** Begin Items **

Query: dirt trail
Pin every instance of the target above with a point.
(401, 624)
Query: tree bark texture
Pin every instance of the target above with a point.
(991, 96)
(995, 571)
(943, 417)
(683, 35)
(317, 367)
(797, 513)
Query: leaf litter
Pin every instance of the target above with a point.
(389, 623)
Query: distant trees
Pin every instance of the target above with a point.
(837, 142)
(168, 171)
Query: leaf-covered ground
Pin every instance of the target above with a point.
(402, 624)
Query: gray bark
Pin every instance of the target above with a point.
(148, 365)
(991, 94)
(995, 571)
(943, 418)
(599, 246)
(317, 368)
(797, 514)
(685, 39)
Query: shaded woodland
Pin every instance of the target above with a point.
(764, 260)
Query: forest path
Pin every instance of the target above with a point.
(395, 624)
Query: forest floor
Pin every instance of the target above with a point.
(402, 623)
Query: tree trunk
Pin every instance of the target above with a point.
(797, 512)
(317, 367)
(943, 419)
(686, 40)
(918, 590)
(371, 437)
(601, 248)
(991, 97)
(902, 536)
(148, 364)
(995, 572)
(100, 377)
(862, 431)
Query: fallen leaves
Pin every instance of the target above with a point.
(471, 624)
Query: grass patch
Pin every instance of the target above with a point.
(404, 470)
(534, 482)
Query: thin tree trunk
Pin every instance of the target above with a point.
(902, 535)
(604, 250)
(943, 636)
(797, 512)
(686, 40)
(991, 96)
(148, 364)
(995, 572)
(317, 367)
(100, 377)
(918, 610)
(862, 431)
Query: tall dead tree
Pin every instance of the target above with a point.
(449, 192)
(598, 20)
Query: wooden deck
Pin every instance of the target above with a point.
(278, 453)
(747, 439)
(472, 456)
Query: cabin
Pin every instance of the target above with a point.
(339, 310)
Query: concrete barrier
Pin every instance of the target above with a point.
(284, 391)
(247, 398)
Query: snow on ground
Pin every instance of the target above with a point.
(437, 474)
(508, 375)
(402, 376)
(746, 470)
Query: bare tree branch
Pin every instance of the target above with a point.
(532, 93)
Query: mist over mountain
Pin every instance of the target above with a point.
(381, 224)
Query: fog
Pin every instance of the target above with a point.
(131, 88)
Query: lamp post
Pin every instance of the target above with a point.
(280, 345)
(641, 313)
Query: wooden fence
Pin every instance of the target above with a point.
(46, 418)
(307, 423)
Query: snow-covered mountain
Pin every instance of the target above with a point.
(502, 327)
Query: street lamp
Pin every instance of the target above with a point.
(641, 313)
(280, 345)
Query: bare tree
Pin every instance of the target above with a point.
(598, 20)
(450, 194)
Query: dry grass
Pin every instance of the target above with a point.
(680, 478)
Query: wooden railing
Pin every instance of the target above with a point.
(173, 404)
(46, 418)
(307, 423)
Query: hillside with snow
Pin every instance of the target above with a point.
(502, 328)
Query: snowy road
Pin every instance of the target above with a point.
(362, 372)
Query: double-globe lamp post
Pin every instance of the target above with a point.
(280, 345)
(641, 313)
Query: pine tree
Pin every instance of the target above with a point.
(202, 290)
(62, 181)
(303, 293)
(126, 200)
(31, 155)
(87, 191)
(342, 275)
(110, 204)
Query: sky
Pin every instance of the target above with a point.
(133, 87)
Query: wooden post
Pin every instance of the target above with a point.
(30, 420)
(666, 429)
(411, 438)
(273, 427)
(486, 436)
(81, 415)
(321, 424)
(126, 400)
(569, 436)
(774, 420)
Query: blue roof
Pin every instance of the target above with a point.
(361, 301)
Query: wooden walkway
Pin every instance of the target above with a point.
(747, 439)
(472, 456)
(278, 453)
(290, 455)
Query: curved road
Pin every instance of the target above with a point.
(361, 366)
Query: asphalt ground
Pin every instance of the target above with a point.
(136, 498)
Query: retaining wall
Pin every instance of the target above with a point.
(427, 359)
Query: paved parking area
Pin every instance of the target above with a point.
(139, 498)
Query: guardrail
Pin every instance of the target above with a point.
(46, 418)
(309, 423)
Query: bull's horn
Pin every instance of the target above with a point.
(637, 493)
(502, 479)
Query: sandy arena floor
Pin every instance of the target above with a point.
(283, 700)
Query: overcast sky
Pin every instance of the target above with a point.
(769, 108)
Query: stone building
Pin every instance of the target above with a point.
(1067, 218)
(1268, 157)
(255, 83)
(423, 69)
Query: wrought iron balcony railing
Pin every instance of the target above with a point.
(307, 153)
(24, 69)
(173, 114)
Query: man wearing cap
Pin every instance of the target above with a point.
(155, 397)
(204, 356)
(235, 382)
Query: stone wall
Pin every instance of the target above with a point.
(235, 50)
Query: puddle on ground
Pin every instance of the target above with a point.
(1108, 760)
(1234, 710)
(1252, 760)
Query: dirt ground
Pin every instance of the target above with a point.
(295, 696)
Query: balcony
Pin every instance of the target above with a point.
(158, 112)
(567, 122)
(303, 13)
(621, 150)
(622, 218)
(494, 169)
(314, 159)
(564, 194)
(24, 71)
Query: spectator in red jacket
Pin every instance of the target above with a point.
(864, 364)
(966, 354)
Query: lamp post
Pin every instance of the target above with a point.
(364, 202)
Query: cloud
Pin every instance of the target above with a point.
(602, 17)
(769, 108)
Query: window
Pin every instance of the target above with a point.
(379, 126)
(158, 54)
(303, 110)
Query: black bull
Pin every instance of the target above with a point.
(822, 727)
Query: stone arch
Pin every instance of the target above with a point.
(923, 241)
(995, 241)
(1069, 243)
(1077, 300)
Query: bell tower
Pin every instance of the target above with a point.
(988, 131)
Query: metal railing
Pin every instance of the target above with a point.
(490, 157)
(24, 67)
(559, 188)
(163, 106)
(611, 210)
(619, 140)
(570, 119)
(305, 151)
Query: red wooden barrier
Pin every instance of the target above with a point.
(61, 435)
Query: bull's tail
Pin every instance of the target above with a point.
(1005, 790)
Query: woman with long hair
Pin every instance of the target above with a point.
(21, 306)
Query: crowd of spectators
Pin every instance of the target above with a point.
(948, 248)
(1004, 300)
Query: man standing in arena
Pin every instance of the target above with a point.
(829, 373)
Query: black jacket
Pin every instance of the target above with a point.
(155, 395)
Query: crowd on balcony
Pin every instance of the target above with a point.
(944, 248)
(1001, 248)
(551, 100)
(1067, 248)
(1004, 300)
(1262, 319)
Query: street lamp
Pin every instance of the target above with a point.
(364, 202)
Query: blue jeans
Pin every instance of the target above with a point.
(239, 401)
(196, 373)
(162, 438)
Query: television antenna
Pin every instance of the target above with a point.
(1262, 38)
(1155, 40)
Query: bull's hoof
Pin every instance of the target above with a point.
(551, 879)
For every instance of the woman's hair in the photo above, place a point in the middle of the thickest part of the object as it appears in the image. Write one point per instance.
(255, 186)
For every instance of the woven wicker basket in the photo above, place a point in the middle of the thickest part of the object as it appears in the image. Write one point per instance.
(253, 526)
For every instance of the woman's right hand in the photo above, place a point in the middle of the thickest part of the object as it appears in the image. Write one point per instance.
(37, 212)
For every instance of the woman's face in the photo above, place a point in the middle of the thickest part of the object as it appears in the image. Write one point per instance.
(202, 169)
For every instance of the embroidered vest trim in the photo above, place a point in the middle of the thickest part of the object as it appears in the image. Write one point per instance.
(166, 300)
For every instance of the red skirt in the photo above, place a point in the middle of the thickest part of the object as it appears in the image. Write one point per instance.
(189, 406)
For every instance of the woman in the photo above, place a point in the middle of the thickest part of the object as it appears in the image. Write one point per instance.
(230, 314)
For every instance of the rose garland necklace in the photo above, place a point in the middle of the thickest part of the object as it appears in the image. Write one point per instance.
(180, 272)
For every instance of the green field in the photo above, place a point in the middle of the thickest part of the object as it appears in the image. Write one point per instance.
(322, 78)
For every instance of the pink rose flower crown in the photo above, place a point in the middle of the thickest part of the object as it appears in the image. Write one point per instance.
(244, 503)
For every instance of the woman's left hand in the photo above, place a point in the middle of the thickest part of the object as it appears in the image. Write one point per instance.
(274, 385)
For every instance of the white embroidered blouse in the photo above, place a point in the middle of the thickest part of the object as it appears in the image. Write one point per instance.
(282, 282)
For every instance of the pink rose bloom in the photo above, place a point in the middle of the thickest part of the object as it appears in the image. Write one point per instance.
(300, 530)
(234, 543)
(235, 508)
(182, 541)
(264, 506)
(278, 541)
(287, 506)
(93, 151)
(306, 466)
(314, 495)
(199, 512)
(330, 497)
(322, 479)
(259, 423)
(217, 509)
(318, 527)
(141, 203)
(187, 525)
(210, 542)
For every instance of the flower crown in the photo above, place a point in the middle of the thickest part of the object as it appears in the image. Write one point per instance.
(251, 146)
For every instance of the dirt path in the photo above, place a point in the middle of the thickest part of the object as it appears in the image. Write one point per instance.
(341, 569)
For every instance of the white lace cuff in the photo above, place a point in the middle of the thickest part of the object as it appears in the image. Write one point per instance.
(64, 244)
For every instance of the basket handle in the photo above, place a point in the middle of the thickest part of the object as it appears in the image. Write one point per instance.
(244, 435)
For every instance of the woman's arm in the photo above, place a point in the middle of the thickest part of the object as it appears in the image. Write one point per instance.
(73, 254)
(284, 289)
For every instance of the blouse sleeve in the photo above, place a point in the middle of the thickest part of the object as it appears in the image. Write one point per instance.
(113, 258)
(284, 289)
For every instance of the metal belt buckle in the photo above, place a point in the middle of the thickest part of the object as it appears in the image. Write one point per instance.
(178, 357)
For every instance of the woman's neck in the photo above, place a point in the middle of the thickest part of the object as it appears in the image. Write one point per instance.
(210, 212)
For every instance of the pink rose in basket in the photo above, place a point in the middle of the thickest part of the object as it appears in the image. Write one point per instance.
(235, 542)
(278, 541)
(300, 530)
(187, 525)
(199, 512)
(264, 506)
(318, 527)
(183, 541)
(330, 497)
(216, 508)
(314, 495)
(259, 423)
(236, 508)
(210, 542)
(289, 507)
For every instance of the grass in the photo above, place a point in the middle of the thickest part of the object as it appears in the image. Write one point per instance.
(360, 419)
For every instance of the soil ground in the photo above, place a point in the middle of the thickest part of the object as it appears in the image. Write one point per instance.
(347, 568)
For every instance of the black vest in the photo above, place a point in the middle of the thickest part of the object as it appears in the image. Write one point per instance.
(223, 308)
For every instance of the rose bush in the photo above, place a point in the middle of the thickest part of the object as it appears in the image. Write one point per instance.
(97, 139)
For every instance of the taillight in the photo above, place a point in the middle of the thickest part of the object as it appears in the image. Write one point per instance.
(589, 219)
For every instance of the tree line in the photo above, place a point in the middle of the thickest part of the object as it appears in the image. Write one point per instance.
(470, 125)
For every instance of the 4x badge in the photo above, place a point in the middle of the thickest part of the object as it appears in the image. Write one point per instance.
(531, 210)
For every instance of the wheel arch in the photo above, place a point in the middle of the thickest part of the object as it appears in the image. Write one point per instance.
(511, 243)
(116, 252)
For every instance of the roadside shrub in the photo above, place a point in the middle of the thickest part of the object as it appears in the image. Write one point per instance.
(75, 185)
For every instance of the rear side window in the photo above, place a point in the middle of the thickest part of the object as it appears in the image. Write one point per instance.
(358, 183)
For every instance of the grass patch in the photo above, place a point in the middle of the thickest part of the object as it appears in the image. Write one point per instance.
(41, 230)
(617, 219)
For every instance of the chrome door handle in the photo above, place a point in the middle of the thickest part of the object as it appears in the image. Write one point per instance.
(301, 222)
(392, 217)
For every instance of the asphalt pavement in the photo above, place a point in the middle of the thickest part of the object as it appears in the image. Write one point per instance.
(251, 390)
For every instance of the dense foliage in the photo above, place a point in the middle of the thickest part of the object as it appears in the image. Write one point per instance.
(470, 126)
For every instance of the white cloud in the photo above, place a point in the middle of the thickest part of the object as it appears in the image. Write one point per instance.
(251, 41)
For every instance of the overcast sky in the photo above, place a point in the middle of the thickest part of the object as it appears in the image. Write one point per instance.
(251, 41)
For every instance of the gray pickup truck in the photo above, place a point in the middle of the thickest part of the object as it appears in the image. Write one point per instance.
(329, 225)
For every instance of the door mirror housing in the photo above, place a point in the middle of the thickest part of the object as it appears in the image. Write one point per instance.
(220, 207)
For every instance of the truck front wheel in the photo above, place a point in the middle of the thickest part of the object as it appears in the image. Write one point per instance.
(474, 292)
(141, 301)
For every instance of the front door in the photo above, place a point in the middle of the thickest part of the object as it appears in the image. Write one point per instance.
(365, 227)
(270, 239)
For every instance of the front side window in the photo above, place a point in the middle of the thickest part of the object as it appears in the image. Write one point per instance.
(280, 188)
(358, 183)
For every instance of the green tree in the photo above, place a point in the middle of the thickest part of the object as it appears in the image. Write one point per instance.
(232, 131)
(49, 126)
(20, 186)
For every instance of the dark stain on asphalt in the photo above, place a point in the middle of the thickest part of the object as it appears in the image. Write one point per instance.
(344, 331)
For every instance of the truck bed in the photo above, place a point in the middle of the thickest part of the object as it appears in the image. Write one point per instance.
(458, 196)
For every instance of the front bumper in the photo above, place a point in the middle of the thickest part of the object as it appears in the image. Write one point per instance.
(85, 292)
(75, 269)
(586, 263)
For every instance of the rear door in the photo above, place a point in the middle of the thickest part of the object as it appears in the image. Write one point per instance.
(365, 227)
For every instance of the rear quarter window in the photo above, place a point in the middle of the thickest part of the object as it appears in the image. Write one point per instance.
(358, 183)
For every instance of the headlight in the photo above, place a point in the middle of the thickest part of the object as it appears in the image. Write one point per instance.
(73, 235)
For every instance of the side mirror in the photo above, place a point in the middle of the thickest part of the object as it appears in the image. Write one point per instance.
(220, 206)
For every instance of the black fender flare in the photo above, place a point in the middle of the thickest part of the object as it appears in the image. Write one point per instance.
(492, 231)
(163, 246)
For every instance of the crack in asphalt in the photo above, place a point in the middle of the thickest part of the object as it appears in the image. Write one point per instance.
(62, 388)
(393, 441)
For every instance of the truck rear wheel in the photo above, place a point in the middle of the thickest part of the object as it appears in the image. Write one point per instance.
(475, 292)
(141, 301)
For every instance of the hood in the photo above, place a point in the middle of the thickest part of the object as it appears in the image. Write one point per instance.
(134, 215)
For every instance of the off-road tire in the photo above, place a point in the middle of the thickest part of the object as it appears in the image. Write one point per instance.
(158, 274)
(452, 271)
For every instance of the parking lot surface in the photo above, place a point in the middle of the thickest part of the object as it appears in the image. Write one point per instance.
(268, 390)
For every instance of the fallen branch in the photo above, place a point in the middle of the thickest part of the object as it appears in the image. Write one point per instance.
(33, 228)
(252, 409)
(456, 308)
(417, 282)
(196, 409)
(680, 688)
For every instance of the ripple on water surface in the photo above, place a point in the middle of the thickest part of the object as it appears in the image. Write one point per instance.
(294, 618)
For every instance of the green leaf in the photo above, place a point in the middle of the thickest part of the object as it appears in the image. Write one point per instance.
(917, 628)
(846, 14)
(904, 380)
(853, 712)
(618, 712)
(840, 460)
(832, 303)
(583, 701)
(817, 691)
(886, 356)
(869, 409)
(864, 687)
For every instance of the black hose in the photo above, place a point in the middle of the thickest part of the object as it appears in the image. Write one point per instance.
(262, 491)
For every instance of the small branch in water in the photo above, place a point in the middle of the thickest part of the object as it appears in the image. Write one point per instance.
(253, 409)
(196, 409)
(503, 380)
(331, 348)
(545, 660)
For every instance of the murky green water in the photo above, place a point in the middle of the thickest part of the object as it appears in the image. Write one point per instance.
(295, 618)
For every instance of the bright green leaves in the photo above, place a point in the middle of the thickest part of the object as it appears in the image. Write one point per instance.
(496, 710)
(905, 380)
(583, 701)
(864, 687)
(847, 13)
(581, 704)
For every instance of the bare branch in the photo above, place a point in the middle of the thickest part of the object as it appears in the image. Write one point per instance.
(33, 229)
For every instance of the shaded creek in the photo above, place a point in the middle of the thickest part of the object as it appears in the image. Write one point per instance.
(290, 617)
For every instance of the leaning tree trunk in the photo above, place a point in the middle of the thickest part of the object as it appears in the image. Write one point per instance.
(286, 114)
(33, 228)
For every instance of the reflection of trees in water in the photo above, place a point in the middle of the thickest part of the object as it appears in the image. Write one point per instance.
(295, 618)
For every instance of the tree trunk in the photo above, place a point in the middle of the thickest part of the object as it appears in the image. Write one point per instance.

** End Items **

### Challenge
Exactly and exclusively, repeat the lines from the line that contains "For every instance of the black hose" through the end of the records, both ends included.

### Response for this exercise
For every instance of the black hose in the photo above, place a point in the middle of the thickest part of the object as it appears in the image. Write one point per instance.
(262, 491)
For every instance of the small branch in water in the photo above, place a point in the middle of the thickest part of the object as it appears in the image. Write one point per instance.
(253, 409)
(196, 409)
(503, 380)
(331, 348)
(545, 660)
For every instance of the murky green water in the photo above, place a point in the middle of the thickest part of the object as it appears in the image. Write one point per instance.
(295, 618)
For every instance of the bright green leaves in the photo above, place a point in the middle of the thickest part of the object as it appears in the image. Write one point per instance.
(496, 710)
(905, 380)
(583, 701)
(864, 687)
(847, 13)
(581, 704)
For every instance of the bare branch in the photo above, place a point in the middle of the thickest part of the object as it appears in the image. Write one point per instance.
(33, 229)
For every instance of the shaded creek in the photo above, place a point in the middle of the thickest part of the object as it appears in the image. Write one point per instance.
(290, 617)
For every instance of the leaning tree trunk in the photo above, place a point in the middle of the thickest part of the object as it appears in the image. Write one point per instance.
(286, 114)
(33, 228)
For every instance of the reflection of trees in water in the photo above, place a point in the middle of the thickest part of the object as it appears in the image. Write one point per instance.
(295, 618)
For every instance of the tree trunk in the photo above, place a point in the middle of the thickest part of the object as it appears in the image. Write one point per instance.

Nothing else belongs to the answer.